(Passage for review Opens)

It was my mother’s birthday so I went and visited her in the nursing home and video-ed with my mother. It was the same day I took a picture with her in my fire gear. That was the one thing she remembered with her dementia was that I always wanted to be in the fire department. 

My name is Eric Gilbert. I live on Kingdom Road in Vershire. I’ve lived here in Vershire since 2017, but I’ve been coming since I was a kid. I work at Rivendell Academy full time as maintenance and custodial and also on three different fire departments, Vershire, West Fairlee and Orford, NH. 

My mother-in-law was in the rehab center because she had a knee replacement and figured she was safe. We got the call that day that she had tested positive and was being sent to the hospital. Within a couple of days she was put in the ICU on a ventilator and then they induced induced her into a coma. This way her lungs and everything wouldn’t have to work as hard. 

My wife worked at the hospital that she was at so they allowed her to put the PPE gear on and go in and see her. She wasn’t gone 10 minutes and my mother-in-law  went into cardiac arrest and you know it, they did everything for about a half an hour and just nothing they could do. Never had a heart condition. You know, I mean she did have epilepsy but other than that there was nothing else and… So it’s like you know you think they’re safe because they’re in these places and locked down and it’s just the opposite.

(Passage for review Closes)

• [Task requirements]
A) Copy the firefighter's account word for word from "My wife worked" to "just the opposite.".
B) In the firefighter's account, since what year has Eric Gilbert lived in Vershire?
C) Continue the firefighter's account with a few sentences that pick up right after its final line.
The records have no connection to the firefighter's account.

(Records supplied Opens)

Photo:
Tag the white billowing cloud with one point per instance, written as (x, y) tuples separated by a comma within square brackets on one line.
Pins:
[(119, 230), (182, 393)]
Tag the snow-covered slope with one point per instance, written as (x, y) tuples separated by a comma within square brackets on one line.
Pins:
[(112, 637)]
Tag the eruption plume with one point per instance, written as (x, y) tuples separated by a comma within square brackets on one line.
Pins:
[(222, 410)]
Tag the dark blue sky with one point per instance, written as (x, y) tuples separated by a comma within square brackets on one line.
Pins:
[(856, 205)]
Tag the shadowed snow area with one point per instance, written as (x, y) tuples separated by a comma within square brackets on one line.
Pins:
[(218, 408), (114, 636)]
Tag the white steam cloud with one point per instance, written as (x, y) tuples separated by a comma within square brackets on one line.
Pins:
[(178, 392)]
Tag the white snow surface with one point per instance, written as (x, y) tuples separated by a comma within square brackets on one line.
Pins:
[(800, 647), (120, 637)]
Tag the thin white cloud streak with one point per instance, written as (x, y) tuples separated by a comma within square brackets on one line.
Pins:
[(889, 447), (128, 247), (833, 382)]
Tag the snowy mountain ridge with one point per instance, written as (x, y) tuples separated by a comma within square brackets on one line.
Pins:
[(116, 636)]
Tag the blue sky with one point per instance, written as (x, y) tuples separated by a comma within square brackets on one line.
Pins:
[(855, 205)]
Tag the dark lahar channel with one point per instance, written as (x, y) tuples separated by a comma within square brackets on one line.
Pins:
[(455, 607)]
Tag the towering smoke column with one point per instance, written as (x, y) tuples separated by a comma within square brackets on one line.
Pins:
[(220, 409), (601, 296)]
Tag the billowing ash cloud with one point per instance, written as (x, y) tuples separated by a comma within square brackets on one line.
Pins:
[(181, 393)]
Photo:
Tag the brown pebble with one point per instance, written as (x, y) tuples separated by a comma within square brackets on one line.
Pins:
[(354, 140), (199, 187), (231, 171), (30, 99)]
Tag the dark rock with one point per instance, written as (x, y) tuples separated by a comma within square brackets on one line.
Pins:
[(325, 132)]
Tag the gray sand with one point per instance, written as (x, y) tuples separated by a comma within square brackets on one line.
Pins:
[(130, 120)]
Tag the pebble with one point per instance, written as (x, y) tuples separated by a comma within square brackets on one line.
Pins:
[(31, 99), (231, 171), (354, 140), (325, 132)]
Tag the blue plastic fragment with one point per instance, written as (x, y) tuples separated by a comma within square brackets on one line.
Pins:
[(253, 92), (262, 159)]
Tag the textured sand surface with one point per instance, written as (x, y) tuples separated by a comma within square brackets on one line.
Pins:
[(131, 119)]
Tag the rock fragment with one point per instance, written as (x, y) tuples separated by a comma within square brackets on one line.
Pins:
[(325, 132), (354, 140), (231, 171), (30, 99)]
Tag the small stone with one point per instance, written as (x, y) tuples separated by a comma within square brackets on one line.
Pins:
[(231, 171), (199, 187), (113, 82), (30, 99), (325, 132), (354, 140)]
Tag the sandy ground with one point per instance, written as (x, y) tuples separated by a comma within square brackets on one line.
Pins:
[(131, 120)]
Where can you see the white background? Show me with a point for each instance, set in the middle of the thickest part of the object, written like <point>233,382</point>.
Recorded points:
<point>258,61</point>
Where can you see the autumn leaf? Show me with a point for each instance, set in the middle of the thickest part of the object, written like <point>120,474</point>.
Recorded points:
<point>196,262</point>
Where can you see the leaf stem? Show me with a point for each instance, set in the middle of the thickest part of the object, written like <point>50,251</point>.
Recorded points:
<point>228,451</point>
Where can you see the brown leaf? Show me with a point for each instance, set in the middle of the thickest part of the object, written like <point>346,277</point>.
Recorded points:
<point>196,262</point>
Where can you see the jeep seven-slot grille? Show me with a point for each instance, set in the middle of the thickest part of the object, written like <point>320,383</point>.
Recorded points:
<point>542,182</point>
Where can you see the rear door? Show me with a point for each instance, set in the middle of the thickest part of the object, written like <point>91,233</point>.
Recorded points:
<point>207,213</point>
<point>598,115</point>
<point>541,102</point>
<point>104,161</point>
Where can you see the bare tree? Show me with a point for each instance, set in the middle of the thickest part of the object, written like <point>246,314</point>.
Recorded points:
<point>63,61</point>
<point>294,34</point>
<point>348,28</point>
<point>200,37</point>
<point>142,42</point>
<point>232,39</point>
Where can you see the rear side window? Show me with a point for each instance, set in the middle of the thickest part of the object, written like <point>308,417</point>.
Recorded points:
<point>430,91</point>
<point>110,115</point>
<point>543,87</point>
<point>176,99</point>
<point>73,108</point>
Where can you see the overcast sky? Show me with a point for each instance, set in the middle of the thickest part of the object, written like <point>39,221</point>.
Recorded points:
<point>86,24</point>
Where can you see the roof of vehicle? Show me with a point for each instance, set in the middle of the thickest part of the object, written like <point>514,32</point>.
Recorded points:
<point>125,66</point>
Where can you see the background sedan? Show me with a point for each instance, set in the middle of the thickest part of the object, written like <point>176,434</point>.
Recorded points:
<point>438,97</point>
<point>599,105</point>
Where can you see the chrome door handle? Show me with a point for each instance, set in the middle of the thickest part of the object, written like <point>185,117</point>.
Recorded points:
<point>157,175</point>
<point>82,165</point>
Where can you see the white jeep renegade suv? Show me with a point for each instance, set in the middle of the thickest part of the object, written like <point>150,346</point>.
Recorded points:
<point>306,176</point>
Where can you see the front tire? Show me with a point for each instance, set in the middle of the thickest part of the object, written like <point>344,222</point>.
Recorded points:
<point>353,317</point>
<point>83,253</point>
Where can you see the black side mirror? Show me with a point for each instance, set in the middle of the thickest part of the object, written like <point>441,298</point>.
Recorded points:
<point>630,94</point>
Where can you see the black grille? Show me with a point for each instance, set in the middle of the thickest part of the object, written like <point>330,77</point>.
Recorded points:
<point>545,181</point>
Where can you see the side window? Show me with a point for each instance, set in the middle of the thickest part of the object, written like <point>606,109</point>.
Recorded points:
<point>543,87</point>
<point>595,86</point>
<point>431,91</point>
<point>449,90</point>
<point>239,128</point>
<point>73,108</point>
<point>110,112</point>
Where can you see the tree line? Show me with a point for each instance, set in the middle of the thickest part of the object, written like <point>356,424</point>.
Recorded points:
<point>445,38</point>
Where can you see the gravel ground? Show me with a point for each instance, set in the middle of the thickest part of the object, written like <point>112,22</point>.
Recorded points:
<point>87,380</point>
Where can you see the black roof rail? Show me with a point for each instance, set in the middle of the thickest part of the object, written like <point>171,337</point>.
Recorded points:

(Records supplied Closes)

• [Solved tasks]
A)
My wife worked at the hospital that she was at so they allowed her to put the PPE gear on and go in and see her. She wasn’t gone 10 minutes and my mother-in-law  went into cardiac arrest and you know it, they did everything for about a half an hour and just nothing they could do. Never had a heart condition. You know, I mean she did have epilepsy but other than that there was nothing else and… So it’s like you know you think they’re safe because they’re in these places and locked down and it’s just the opposite.

B) Since 2017.

C)
My grandma called me on a Saturday, told me she tested positive. Her temperature was a little over 104 and by the time she got to the hospital that night her body temperature dropped down below ninety. You know, they asked me if I wanted to put her on a ventilator. It was against her wishes, so I told them no.  You know… have her save the ventilator for somebody who might be able to use it. They were gonna keep her warm with warm towels. About four or 5 hours later, I got the call that she passed away. 

Unfortunately… The only way I could say goodbye was the doctor called me from his cellphone on a video call. And that’s how you get to say goodbye to them.

First of all, I don’t want people to be scared. I mean it’s a scary situation, but I’m not coming across as trying to make them be scared. You know, just wear your masks, wash your hands, use hand sanitizer, stay six feet apart. 

You know, niece she goes well, “you’re gonna come down for Christmas?” It all depends on how the virus is going. And if I have to stay here, then that’s what I’m gonna do. Because I know what the repercussions are, what the long term results are.

So that’s… I just beg people, please, you know wear a mask. You know, stay six feet apart. Let’s make the sacrifice now for better times in the future.

It’s simple. Just let’s do it all together.”